Fragmento de origen -
:::::

Sí, soy un “loco de los animales”, en un mundo donde los héroes aceptados son los cazadores, los que matan por el placer de matar, de medir sus habilidades de exterminio, y quienes protegen a los animales y los tratan como iguales son motivo de burla mayormente.

La mitad del zoológico está vacía. Muchos estanques rebozan de ausencias, repletos de aguas estancadas, sucias, con aspecto de albañales. Algunos están medio vacíos. Llenos de fantasmas de seres vivos que vivieron, quizás nacieron en estos espacios y murieron finalmente, solo conociendo esta vida de cautiverio. Varias jaulas están vacías también.

Quizás sea hasta mejor, pues los alimentos alcanzan más para los animales que aún permanecen. En honor a la verdad, no se ven desnutridos ni delgados. Un veterinario pudiera adivinar dolencias o carencias, pero la vista de un espectador inexperto no. En las jaulas de los vegetarianos abundaban los vegetales frescos: tomates, lechugas, muchos rábanos.

Varios animales sí me parecieron muy inquietos, como deseosos de traspasar las rejas, de salir al mundo vedado para ellos. Un leopardo y un coatí, caminaban de un lado al otro de las rejas, constantemente sacando sus hocicos y las patas por entre los barrotes. Como presintiendo un peligro, como oyendo un llamado de sus instintos salvajes, libres, y luchando hasta el final por recobrar una libertad que quizás nunca hayan conocido.   

Un jaguar caminaba también inquieto por una de las aristas de su jaula. Del otro lado, dos gatos se bañaban imperturbablemente. Los gatos son una presencia más notable que la de los cuidadores del Zoológico de 26. Mi esposa me dijo que eran los verdaderos administradores del lugar.

En la jaula del impresionante cóndor, que no vuela quizás hace décadas, un gato se acurrucaba con naturalidad y donaire en un agujero, y no nos dejó de mirar mientras rodeamos la jaula para adivinar por dónde rayos se coló el temerario michito y si tendrá algún tipo de amistad con el cóndor que opta por no cazarlo o sencillamente no lo nota. Otros gatos se pasean por las áreas, con buen aspecto, así que el lugar parece amigable con ellos.

Los tejones nos miraron con curiosidad, y se acercaron al borde del foso como queriendo alcanzarnos. Dos se levantaron repetidamente en dos patas, las cabecitas bien empinadas hacia nosotros. Algunas ratas blancas muertas y trozos de carne con aspecto de hígado yacían a su alrededor como alimento. Pensaba que los tejones eran vegetarianos. No he aprendido lo suficiente.

:::::

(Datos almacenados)

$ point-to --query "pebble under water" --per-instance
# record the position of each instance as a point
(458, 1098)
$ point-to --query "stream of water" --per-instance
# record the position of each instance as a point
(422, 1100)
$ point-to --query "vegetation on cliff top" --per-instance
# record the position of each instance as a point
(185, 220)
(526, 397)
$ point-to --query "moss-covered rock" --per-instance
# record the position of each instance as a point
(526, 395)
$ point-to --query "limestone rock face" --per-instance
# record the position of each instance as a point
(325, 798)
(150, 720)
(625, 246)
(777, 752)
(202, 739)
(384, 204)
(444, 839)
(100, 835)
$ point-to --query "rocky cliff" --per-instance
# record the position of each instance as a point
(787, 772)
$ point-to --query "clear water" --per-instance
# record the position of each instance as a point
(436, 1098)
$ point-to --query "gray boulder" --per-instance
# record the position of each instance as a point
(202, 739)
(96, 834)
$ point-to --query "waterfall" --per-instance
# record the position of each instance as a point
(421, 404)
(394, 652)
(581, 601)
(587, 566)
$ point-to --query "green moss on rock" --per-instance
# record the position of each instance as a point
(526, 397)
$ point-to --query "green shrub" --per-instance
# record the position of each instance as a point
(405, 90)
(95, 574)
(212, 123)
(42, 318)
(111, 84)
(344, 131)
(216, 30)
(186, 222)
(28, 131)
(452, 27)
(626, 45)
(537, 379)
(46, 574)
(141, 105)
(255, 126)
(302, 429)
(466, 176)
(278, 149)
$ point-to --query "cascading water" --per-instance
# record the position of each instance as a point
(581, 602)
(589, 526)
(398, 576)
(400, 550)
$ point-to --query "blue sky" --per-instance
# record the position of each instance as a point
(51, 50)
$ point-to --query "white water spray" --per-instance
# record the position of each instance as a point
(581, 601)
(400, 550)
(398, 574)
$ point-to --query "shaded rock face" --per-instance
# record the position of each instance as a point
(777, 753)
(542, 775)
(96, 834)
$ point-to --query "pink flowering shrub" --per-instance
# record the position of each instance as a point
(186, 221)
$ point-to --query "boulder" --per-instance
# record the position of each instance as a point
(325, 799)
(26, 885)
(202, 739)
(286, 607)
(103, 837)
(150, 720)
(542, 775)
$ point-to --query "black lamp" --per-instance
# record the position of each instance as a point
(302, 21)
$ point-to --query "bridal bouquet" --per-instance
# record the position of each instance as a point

:::::

Lista de tareas -
1. Transcriba del fragmento sobre el zoológico, sin cambio alguno, la parte que se inicia con las palabras que contienen "Un jaguar caminaba" y concluye con "amigable con ellos.".
2. Responda brevemente, según el fragmento sobre el zoológico:
(a) ¿Qué vegetales frescos abundaban en las jaulas de los vegetarianos?
(b) ¿Qué dos animales caminaban de un lado al otro sacando el hocico y las patas por entre los barrotes?
(c) ¿Qué yacía como alimento alrededor de los tejones?

Respuestas por tarea -
1.
Un jaguar caminaba también inquieto por una de las aristas de su jaula. Del otro lado, dos gatos se bañaban imperturbablemente. Los gatos son una presencia más notable que la de los cuidadores del Zoológico de 26. Mi esposa me dijo que eran los verdaderos administradores del lugar.

En la jaula del impresionante cóndor, que no vuela quizás hace décadas, un gato se acurrucaba con naturalidad y donaire en un agujero, y no nos dejó de mirar mientras rodeamos la jaula para adivinar por dónde rayos se coló el temerario michito y si tendrá algún tipo de amistad con el cóndor que opta por no cazarlo o sencillamente no lo nota. Otros gatos se pasean por las áreas, con buen aspecto, así que el lugar parece amigable con ellos.

2.
(a) Tomates, lechugas y muchos rábanos.
(b) Un leopardo y un coatí.
(c) Algunas ratas blancas muertas y trozos de carne con aspecto de hígado.